■ Aim of the task ■
Answer from the Jack Lord career text below:
(a) Who trained Lord at the Neighborhood Playhouse?
(b) How many performances did The Traveling Lady run on Broadway?
(c) Which character did Lord play in God's Little Acre?

■ Page text ■

Jack Lord - Career

Career

Lord received training from Sanford Meisner at the Neighborhood Playhouse. He worked first as a car salesman for Horgan Ford, then later as a Cadillac salesman in New York to fund his studies. Later he studied at the Actor's Studio.

His Broadway debut was as Slim Murphy in Horton Foote's The Traveling Lady with Kim Stanley. The show ran for 30 performances, October 27, 1954 through November 20, 1954. Lord won the Theatre World Award for his performance. Lord was then cast as Brick in a replacement for Ben Gazzara in the 1955–1956 production of Cat on a Hot Tin Roof. He had been in The Little Hut (his first play), The Illegitimist, and The Savage.

His first commercial film role was in the 1949 film The Red Menace a.k.a. Project X, an anti-Communist production. He was associate producer in his 1950 film Cry Murder. In 1957, Lord starred in Williamsburg: the Story of a Patriot, which has run daily at Colonial Williamsburg since then. In 1958, Lord co-starred as Buck Walden in God's Little Acre, the film adaptation of Erskine Caldwell's 1933 novel.

■ Provided data ■
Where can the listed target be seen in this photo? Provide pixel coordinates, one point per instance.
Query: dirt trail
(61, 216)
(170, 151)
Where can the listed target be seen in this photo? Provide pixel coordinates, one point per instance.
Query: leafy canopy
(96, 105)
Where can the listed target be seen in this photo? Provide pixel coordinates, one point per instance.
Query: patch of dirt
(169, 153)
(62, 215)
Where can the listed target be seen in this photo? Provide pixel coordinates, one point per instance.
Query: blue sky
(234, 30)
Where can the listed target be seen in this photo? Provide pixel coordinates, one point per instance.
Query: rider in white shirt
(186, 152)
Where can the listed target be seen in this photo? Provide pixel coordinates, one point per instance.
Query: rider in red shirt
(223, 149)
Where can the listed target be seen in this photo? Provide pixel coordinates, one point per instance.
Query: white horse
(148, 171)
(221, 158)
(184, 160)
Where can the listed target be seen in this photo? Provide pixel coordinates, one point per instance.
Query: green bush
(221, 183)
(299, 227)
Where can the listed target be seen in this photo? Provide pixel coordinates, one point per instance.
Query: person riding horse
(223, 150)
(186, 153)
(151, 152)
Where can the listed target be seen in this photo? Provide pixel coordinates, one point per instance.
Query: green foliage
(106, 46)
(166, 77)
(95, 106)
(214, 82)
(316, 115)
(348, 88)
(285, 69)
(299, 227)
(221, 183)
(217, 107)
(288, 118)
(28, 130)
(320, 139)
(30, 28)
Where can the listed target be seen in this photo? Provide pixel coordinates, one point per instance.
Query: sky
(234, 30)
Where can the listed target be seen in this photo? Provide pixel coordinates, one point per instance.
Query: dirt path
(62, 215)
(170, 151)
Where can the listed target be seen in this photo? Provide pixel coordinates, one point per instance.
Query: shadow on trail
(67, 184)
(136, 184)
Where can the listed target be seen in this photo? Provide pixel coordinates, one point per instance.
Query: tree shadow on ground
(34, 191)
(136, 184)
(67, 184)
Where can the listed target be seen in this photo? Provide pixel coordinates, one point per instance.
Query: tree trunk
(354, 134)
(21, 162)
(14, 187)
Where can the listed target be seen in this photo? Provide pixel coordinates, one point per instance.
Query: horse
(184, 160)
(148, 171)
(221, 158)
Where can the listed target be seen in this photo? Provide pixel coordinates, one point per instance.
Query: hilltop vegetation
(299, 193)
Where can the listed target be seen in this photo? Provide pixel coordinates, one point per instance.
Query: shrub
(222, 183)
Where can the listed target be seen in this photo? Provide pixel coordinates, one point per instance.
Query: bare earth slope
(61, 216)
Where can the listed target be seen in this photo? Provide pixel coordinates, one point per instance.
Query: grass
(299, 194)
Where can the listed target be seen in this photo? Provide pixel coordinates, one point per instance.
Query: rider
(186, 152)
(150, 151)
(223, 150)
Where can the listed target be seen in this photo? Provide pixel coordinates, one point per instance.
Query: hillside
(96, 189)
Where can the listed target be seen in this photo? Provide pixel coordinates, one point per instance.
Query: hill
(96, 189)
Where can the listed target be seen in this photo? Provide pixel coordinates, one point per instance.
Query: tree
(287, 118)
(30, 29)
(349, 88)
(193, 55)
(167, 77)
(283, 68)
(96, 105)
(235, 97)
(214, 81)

■ Exercise result ■
(a) Sanford Meisner
(b) 30
(c) Buck Walden